Apache Avro Format Examples - Complete Reference Guide

Comprehensive examples of Apache Avro data format with schemas, data encoding, and real-world use cases for Kafka and Hadoop ecosystems.

Example 1

Simple Avro Record Format

The most basic Apache Avro format example shows a simple user record with primitive types. This format is commonly used in microservices and data streaming applications.

Avro Schema:

{
  "type": "record",
  "name": "User",
  "namespace": "com.example.users",
  "fields": [
    { "name": "id", "type": "int" },
    { "name": "username", "type": "string" },
    { "name": "email", "type": "string" },
    { "name": "age", "type": "int" },
    { "name": "active", "type": "boolean" }
  ]
}

Data in Avro Format (JSON Encoding):

{
  "id": 1001,
  "username": "elara_quinn",
  "email": "[email protected]",
  "age": 28,
  "active": true
}

Note: In production, Avro data is typically stored in efficient binary format. The JSON encoding shown above is used for readability and testing. Binary encoding is 30-50% smaller and faster to process.

Example 2

Nested Record Format

Complex Avro format with nested records, commonly used for representing structured data like customer profiles with address information in Apache Kafka systems.

▶ **Raw records**
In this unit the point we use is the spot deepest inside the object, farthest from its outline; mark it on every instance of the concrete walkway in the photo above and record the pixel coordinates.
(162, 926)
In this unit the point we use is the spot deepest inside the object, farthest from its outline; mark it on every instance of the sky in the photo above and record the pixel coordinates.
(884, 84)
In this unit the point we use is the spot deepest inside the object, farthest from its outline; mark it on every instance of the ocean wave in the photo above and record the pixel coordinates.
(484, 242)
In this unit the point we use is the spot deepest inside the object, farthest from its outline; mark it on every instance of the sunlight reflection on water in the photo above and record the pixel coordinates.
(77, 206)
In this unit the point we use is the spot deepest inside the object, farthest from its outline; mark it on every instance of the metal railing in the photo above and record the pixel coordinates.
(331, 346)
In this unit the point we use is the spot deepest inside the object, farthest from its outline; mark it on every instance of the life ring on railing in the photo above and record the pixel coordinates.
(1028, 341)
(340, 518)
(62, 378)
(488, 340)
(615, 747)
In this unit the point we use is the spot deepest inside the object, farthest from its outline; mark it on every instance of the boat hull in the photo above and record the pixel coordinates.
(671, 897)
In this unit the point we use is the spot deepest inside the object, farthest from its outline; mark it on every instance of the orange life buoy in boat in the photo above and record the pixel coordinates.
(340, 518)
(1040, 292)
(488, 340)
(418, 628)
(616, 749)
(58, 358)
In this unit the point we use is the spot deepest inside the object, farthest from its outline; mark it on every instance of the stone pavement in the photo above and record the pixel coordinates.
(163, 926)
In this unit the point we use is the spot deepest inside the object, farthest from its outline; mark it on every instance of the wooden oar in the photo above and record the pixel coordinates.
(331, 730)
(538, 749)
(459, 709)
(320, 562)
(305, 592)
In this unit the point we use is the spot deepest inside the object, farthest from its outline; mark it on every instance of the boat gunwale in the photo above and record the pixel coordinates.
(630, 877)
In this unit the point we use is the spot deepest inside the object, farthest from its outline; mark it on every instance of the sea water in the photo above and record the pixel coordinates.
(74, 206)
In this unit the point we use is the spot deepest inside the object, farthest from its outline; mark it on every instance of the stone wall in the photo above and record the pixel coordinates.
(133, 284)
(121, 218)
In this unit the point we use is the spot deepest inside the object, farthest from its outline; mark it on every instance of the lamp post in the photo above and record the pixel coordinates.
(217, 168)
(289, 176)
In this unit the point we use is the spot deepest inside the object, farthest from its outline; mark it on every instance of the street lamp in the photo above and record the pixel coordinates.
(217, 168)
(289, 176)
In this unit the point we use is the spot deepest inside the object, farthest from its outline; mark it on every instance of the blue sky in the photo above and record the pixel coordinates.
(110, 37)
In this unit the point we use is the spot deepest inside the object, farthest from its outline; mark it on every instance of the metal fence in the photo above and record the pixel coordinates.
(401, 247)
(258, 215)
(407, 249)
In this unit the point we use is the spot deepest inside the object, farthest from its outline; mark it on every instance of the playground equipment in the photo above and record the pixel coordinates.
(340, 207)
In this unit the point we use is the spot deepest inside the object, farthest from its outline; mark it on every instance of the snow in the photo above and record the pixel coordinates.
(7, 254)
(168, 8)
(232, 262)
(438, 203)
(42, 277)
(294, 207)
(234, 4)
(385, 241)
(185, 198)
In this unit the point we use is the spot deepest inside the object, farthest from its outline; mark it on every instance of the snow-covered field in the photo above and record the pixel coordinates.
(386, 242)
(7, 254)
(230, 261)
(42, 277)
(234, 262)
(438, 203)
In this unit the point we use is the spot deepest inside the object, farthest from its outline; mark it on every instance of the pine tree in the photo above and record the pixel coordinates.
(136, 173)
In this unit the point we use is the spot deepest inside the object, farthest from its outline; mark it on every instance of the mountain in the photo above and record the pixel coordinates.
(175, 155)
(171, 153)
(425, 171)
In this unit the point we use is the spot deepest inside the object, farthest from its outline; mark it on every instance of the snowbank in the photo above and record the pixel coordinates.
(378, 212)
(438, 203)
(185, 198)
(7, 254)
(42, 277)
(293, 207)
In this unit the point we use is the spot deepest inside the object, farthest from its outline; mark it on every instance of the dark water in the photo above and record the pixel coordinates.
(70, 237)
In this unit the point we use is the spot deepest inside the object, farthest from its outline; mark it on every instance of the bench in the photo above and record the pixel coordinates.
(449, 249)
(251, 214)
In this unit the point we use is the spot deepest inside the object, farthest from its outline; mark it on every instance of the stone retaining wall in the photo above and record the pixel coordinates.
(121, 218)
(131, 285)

▶ **Tasks to complete**
(A) Answer these questions about the Apache Avro guide:
(i) Which namespace does the User schema declare?
(ii) What value does the JSON-encoded data give for "age"?
(iii) By how much smaller is binary encoding than JSON encoding?
(B) Carry the Apache Avro guide on past its last sentence.
The records stand apart from the Apache Avro guide and are unrelated to it.

▶ **Responses to the exercise**
(A)
(i) com.example.users
(ii) 28
(iii) 30-50% smaller

(B)
Avro Schema with Nested Record:

{
  "type": "record",
  "name": "Customer",
  "namespace": "com.example.customers",
  "fields": [
    { "name": "customerId", "type": "long" },
    { "name": "name", "type": "string" },
    {
      "name": "address",
      "type": {
        "type": "record",
        "name": "Address",
        "fields": [
          { "name": "street", "type": "string" },
          { "name": "city", "type": "string" },
          { "name": "zipCode", "type": "string" }
        ]
      }
    }
  ]
}

Data Example:

{
  "customerId": 100234567890,
  "name": "Jane Smith",
  "address": {
    "street": "123 Main Street",
    "city": "San Francisco",
    "zipCode": "94102"
  }
}

Example 3

Avro Array Format

This example shows how arrays are represented in Avro format, useful for collections like order items, tags, or product lists in e-commerce and inventory systems.

Avro Schema with Array:

{
  "type": "record",
  "name": "Order",
  "namespace": "com.example.orders",
  "fields": [
    { "name": "orderId", "type": "string" },
    { "name": "total", "type": "double" },
    {
      "name": "items",
      "type": {
        "type": "array",
        "items": {
          "type": "record",
          "name": "OrderItem",
          "fields": [
            { "name": "productId", "type": "string" },
            { "name": "quantity", "type": "int" },
            { "name": "price", "type": "double" }
          ]
        }
      }
    }
  ]
}

Data Example:

{
  "orderId": "ORD-2024-001",
  "total": 149.97,
  "items": [
    {
      "productId": "PROD-123",
      "quantity": 2,
      "price": 49.99
    },
    {
      "productId": "PROD-456",
      "quantity": 1,
      "price": 49.99
    }
  ]
}

Example 4

Union Type Format (Optional Fields)

Avro union types allow fields to accept multiple types, commonly used for optional fields. This format is essential for schema evolution in production systems.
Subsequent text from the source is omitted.